Dataset content
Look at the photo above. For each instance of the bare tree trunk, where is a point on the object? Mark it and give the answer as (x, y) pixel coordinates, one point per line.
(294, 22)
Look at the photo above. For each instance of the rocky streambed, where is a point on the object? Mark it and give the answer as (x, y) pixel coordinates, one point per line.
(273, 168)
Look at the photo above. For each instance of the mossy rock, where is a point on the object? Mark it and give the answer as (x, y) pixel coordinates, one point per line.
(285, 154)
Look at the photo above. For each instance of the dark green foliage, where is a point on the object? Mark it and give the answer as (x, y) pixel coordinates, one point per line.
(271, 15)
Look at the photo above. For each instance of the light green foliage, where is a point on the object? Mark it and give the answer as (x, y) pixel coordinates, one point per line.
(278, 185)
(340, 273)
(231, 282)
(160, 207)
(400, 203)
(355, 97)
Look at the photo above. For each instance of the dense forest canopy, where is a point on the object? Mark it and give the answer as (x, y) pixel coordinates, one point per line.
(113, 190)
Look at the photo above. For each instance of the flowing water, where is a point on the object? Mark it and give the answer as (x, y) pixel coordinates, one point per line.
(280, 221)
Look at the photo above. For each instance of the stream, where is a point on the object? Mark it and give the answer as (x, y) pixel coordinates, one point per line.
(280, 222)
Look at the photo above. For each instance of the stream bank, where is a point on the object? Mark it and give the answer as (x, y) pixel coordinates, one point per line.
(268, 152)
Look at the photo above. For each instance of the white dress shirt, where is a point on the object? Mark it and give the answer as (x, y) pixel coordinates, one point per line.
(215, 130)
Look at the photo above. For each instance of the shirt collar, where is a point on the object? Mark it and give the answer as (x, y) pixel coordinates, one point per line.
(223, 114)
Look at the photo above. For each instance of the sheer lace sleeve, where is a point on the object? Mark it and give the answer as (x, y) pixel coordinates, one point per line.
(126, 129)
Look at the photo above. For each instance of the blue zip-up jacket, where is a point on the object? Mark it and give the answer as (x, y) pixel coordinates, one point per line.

Written exercise
Print all of the material above again word for word, changing nothing.

The completed task
Look at the photo above. For each instance of the bare tree trunk, where is a point on the object? Mark it and give the answer as (x, y) pixel coordinates, one point per line.
(294, 22)
Look at the photo above. For each instance of the rocky streambed, where is a point on the object? Mark it and give the answer as (x, y) pixel coordinates, one point per line.
(273, 168)
Look at the photo above. For each instance of the mossy rock, where is a point on the object? Mark it and give the answer as (x, y) pixel coordinates, one point per line.
(285, 154)
Look at the photo above. For each instance of the dark green foliage, where is a point on the object? Mark it and give the answer as (x, y) pixel coordinates, one point per line.
(271, 15)
Look at the photo above. For each instance of the light green foliage, where is a point on the object? Mark it and give the answer as (x, y) pixel coordinates, one point per line.
(278, 185)
(340, 273)
(231, 282)
(160, 207)
(400, 203)
(355, 97)
Look at the photo above. For each instance of the dense forest canopy, where is a point on the object? Mark it and give the answer as (x, y) pixel coordinates, one point per line.
(113, 190)
Look at the photo above. For each instance of the flowing water, where is a point on the object? Mark it and give the answer as (x, y) pixel coordinates, one point per line.
(280, 221)
Look at the photo above. For each instance of the stream, where is a point on the object? Mark it and give the answer as (x, y) pixel coordinates, one point per line.
(280, 222)
Look at the photo above. For each instance of the stream bank, where is a point on the object? Mark it and give the answer as (x, y) pixel coordinates, one point per line.
(268, 152)
Look at the photo above. For each instance of the white dress shirt, where is a point on the object? Mark it and give the answer as (x, y) pixel coordinates, one point per line.
(215, 130)
Look at the photo above. For each instance of the shirt collar, where is a point on the object? Mark it and give the answer as (x, y) pixel coordinates, one point per line.
(223, 114)
Look at the photo above. For each instance of the sheer lace sleeve, where is a point on the object? Mark it and give the answer as (x, y) pixel coordinates, one point per line.
(126, 129)
Look at the photo above. For each instance of the blue zip-up jacket, where is a point on the object? Mark it and give the answer as (x, y) pixel coordinates, one point per line.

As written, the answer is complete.